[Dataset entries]

● ● ● ● ●

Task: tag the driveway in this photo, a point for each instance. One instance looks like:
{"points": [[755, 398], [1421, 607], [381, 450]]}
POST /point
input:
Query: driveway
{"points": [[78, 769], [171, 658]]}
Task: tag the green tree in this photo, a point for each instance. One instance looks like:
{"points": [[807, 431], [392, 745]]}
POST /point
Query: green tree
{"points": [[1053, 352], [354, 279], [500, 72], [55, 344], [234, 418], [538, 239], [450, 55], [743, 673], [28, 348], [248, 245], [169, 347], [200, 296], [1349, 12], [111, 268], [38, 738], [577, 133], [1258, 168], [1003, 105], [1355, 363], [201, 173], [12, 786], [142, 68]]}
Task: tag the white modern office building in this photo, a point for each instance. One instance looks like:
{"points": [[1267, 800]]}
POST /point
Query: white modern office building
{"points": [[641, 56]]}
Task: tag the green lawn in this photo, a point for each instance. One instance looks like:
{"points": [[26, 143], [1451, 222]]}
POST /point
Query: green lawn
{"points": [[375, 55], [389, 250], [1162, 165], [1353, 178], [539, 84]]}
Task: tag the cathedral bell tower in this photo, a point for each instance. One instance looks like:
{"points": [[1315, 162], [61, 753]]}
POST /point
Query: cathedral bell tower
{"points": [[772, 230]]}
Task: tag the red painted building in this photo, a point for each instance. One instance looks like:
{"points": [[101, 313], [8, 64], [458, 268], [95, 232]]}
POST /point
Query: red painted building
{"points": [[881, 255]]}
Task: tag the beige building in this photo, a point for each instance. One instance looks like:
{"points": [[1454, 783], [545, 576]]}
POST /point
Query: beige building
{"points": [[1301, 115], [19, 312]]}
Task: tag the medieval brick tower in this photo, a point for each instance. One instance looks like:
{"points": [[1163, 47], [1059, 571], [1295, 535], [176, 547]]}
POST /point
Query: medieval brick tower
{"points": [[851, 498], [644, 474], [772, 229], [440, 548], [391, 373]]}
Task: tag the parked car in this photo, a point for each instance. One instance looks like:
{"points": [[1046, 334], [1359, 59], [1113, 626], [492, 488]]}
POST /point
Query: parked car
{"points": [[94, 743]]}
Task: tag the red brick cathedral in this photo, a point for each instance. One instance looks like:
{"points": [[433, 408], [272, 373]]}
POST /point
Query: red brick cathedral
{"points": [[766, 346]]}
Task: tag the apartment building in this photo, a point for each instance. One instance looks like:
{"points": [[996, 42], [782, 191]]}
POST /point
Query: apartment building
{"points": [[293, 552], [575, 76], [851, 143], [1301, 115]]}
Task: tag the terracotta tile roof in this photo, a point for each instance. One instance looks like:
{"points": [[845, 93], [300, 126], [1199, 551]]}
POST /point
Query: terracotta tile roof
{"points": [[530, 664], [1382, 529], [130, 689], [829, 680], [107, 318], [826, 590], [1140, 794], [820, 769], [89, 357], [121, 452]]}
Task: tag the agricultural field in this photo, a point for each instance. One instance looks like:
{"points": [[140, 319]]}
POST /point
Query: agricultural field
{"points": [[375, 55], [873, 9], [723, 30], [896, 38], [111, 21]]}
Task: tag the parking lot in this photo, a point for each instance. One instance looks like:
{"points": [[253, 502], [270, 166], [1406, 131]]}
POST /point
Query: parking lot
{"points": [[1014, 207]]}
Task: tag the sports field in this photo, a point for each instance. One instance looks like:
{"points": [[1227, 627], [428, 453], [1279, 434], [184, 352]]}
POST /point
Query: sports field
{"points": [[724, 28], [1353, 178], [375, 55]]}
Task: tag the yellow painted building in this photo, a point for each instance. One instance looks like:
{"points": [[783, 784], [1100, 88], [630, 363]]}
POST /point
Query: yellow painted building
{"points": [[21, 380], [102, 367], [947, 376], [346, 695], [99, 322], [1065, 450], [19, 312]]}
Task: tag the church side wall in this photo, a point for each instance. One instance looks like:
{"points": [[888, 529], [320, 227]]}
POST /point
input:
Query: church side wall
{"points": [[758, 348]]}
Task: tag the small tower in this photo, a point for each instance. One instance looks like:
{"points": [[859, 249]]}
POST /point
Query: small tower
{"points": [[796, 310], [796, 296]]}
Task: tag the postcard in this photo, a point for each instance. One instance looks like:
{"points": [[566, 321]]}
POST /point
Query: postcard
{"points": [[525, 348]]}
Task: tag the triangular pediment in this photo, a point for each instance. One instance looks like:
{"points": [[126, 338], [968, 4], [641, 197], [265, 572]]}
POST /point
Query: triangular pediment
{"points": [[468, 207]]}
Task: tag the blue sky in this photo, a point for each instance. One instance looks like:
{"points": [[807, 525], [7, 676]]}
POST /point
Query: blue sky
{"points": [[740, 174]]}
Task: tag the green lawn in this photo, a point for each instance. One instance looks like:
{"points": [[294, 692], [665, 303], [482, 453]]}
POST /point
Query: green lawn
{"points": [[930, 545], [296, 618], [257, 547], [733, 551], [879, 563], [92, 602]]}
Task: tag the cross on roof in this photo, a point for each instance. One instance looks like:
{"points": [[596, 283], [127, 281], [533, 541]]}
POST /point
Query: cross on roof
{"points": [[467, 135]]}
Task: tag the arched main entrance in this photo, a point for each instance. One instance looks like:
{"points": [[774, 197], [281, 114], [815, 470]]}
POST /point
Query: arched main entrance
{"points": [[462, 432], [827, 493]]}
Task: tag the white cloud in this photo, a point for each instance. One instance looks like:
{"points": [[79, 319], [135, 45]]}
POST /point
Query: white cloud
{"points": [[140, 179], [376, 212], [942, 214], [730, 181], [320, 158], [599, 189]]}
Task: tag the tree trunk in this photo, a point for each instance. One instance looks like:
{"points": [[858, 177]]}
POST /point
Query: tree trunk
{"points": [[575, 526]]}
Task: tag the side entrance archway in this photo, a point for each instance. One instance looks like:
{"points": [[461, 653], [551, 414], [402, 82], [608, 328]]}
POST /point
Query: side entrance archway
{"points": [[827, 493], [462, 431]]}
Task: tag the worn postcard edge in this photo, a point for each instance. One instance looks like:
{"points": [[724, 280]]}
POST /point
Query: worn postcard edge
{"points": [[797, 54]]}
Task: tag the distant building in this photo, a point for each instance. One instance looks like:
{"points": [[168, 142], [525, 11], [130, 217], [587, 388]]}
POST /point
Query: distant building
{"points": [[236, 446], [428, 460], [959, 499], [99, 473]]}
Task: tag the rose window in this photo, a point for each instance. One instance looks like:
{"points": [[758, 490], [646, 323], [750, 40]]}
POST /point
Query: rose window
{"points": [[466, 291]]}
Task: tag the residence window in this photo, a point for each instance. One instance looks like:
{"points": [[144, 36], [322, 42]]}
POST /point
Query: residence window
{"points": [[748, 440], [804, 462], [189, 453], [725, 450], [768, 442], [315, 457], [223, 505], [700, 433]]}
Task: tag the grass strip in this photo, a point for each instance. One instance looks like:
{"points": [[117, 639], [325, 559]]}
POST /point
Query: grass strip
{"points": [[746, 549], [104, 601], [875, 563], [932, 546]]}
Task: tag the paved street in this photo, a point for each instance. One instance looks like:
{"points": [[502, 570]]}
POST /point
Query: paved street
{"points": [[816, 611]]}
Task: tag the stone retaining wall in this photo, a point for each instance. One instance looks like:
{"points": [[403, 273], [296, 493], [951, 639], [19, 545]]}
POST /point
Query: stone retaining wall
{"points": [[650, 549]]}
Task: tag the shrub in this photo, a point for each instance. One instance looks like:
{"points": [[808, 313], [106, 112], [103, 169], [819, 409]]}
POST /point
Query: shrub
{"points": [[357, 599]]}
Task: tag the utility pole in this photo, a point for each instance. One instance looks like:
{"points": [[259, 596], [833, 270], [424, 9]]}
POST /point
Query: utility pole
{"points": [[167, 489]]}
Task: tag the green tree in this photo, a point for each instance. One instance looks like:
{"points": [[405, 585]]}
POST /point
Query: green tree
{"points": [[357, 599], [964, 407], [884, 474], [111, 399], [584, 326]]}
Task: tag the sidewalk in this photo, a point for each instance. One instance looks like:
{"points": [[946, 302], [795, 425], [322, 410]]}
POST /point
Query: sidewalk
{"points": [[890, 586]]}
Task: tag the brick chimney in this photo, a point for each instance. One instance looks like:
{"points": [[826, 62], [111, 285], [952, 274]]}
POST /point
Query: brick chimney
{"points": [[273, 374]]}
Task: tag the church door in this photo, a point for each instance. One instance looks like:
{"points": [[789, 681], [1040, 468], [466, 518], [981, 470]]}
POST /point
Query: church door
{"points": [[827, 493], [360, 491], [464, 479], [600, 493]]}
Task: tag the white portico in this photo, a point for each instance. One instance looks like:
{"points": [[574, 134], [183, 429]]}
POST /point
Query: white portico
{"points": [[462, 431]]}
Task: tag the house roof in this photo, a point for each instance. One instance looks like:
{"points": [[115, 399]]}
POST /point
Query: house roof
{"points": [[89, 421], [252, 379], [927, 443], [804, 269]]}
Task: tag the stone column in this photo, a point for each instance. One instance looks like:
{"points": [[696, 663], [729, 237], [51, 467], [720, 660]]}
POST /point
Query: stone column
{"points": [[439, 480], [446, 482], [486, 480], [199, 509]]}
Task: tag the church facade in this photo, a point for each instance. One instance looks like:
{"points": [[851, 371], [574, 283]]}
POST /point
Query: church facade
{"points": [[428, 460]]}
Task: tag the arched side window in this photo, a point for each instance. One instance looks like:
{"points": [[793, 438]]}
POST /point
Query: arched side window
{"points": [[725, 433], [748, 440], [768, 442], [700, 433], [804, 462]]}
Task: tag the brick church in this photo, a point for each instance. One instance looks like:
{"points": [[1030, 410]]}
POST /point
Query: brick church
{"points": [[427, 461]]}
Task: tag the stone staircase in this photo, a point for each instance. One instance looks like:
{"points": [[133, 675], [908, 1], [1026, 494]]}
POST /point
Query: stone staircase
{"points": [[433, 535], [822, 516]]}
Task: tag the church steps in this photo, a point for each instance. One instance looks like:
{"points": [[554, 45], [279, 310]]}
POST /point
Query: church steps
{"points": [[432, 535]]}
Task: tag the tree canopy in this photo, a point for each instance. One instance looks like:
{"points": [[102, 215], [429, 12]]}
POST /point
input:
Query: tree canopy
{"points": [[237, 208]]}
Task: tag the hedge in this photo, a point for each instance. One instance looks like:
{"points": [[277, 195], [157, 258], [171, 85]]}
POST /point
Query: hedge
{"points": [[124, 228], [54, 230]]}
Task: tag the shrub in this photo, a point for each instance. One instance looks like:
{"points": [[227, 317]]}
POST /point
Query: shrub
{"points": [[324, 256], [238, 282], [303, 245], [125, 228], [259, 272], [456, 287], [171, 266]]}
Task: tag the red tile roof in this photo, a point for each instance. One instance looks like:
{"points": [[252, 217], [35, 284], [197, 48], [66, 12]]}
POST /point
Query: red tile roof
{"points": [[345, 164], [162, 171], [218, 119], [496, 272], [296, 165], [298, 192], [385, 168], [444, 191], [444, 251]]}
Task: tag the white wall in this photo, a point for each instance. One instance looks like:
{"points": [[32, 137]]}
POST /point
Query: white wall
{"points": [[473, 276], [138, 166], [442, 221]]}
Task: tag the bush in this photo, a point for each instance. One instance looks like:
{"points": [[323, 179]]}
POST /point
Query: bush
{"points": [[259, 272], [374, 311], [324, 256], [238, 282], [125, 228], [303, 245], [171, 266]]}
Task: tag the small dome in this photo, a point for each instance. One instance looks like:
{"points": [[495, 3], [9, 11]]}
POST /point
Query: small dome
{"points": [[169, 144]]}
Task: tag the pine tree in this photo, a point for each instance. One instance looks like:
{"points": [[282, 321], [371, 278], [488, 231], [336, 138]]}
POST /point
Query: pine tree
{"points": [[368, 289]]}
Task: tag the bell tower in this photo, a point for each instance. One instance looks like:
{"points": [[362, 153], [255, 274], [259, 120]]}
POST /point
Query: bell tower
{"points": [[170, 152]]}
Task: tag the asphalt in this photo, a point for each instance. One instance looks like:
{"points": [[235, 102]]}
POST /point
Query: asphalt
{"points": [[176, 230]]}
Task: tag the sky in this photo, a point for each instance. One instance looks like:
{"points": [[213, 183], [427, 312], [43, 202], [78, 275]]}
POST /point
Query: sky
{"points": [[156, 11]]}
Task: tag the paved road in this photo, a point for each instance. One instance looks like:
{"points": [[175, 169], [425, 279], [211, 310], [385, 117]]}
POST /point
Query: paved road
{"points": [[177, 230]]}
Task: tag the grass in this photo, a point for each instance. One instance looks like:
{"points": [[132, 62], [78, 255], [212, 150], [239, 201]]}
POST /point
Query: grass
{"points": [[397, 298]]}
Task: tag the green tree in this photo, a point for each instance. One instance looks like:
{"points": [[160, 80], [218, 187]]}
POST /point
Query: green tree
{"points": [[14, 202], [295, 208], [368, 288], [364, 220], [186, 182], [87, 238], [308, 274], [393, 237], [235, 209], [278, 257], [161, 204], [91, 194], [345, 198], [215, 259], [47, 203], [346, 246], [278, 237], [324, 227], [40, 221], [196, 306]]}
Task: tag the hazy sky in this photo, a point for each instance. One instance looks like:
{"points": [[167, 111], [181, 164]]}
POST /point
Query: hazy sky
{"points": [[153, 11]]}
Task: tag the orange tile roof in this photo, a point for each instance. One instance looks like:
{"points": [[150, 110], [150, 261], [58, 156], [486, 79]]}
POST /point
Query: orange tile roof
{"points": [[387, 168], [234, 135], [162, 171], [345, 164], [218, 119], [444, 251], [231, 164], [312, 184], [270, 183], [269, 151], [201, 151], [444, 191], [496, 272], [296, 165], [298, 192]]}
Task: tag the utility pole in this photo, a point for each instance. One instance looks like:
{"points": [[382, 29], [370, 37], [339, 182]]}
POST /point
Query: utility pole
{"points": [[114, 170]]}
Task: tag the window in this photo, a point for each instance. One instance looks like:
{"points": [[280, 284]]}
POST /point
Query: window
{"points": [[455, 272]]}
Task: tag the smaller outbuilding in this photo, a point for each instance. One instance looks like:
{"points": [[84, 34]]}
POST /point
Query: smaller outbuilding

● ● ● ● ●

## Assignment
Filter the records, keeping only lines that contain "smaller", and show those lines.

## Written answer
Task: tag the smaller outbuilding in this photo, a point for each instance. One instance looks like:
Query: smaller outbuilding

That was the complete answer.